GIVEN PROBLEM: Return the lines from the one containing "Query: slender yellow stem" through the end of the items, both included, unchanged.

————————

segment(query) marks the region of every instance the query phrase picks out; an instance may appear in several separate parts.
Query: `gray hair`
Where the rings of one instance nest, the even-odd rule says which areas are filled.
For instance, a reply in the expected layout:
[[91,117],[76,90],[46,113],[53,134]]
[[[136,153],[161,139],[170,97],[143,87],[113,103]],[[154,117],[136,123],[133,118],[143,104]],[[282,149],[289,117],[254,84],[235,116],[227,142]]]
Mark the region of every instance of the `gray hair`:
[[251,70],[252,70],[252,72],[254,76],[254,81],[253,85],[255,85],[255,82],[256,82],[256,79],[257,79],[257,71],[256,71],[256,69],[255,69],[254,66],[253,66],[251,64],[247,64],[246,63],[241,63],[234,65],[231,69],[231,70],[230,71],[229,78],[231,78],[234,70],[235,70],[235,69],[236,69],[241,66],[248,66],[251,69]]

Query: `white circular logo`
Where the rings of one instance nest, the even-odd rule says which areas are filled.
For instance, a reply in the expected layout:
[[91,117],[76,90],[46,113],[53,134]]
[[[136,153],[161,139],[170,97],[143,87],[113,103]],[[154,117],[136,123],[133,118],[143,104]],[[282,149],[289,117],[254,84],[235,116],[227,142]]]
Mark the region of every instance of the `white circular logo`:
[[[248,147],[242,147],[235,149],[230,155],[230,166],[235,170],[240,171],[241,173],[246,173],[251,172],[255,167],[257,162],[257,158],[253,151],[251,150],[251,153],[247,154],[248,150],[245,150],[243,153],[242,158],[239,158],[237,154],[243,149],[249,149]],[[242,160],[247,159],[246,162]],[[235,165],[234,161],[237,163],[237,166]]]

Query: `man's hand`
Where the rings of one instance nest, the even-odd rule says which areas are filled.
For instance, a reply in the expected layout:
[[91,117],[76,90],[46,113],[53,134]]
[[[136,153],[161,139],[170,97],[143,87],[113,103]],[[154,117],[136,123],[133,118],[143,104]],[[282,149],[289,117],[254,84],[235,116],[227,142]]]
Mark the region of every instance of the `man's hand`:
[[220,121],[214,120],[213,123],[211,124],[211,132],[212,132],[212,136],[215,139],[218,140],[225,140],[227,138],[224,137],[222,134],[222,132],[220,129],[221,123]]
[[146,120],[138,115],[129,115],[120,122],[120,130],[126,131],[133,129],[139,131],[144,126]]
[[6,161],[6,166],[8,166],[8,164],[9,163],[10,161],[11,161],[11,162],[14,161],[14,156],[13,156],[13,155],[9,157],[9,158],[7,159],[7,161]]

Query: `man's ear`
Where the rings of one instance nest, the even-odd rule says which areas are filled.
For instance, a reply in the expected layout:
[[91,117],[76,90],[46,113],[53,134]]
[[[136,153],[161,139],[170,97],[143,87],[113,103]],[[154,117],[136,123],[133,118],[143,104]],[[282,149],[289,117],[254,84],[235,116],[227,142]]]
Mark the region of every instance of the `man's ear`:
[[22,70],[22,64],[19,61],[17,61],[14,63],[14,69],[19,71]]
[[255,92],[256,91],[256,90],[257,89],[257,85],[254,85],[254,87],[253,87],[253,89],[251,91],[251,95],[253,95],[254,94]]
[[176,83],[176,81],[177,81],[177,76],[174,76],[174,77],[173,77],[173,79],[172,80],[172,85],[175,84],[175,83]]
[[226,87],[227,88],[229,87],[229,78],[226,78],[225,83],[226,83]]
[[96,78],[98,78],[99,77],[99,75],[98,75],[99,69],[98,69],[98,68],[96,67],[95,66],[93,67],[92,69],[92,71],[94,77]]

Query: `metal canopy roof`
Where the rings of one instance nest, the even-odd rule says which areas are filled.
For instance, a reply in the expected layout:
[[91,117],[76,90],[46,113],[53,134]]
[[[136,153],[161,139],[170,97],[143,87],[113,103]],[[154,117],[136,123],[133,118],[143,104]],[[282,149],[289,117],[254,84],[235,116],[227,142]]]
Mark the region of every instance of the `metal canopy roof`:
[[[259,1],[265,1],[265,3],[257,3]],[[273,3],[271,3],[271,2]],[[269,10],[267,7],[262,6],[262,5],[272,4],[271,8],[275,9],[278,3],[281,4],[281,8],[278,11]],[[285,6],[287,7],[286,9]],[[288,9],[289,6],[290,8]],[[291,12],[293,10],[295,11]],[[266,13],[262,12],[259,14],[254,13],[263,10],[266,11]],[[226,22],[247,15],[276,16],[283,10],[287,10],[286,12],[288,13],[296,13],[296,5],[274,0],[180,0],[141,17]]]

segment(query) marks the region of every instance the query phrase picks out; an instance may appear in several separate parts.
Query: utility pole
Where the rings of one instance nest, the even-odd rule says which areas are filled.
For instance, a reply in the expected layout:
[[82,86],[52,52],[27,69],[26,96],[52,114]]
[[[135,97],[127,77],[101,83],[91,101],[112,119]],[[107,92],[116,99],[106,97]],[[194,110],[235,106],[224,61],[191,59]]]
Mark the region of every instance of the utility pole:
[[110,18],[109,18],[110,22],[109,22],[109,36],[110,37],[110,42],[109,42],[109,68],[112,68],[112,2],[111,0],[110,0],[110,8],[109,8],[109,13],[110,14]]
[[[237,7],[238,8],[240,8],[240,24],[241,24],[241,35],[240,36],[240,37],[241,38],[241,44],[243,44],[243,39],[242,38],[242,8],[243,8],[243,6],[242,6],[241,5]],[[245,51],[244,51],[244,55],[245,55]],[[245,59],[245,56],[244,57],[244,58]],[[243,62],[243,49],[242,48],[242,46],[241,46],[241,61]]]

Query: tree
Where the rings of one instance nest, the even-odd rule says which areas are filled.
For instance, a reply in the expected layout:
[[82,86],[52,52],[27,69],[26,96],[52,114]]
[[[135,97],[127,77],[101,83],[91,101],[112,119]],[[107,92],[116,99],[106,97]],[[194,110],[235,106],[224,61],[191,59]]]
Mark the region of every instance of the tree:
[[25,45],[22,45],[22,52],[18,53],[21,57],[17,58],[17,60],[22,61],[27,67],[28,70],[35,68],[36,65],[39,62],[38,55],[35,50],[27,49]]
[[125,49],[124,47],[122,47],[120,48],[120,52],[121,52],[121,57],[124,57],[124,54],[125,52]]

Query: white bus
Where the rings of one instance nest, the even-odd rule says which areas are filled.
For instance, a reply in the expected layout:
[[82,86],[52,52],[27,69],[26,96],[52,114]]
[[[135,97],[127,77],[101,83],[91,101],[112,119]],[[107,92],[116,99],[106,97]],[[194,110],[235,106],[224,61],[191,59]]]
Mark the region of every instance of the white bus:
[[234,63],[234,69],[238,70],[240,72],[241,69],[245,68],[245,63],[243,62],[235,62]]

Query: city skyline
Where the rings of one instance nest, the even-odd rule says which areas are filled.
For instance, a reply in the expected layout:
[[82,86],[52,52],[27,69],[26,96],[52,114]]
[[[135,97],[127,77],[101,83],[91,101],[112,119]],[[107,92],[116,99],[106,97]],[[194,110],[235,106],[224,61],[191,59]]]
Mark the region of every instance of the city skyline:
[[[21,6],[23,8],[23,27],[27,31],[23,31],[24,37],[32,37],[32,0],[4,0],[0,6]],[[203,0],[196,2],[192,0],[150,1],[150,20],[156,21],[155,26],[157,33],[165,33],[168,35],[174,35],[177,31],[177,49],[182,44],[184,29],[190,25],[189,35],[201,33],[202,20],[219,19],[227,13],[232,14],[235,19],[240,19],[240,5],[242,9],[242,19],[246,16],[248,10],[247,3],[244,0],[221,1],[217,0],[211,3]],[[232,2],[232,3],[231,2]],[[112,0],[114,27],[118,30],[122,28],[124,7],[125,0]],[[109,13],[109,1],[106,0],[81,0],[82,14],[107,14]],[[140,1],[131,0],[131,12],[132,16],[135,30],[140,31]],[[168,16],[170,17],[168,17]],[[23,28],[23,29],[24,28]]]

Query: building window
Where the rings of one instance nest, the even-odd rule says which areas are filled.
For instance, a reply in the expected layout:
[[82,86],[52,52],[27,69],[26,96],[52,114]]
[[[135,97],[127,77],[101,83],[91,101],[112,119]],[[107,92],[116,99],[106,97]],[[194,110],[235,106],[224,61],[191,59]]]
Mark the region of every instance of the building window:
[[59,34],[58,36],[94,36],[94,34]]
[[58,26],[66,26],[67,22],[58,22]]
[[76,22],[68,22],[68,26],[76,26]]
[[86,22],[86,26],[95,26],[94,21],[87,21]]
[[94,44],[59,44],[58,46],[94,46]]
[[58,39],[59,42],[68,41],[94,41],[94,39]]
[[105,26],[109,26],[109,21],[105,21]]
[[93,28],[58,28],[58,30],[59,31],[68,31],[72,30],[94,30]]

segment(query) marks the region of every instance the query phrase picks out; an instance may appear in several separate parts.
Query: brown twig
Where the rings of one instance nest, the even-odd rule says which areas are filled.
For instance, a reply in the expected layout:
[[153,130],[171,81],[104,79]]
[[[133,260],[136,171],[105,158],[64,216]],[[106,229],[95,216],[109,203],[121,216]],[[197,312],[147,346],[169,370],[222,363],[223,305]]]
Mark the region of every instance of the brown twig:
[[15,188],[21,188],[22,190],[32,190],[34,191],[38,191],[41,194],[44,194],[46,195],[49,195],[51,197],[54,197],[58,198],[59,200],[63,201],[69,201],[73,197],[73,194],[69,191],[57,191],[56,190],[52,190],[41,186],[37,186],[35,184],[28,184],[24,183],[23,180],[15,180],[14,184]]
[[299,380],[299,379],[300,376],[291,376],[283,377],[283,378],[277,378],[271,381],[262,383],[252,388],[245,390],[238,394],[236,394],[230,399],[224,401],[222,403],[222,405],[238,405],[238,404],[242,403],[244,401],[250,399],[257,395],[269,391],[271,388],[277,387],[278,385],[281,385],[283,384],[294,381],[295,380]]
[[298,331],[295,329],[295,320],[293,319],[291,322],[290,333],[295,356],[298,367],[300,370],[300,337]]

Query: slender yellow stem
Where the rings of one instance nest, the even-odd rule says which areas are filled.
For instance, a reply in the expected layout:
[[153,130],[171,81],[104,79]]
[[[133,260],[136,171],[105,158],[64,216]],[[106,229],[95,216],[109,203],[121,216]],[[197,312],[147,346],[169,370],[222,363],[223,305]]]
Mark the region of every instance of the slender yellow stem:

————————

ANSWER TO THE EXERCISE:
Query: slender yellow stem
Where the rings of one instance nest, the even-odd rule says which areas are filled.
For instance, a reply in the expected layout:
[[153,130],[171,81],[104,79]]
[[[133,260],[136,171],[105,158],[64,216]],[[106,229],[95,216],[109,203],[121,216]],[[197,312],[147,346],[169,370],[222,363],[223,305]]]
Mark the region of every instance of the slender yellow stem:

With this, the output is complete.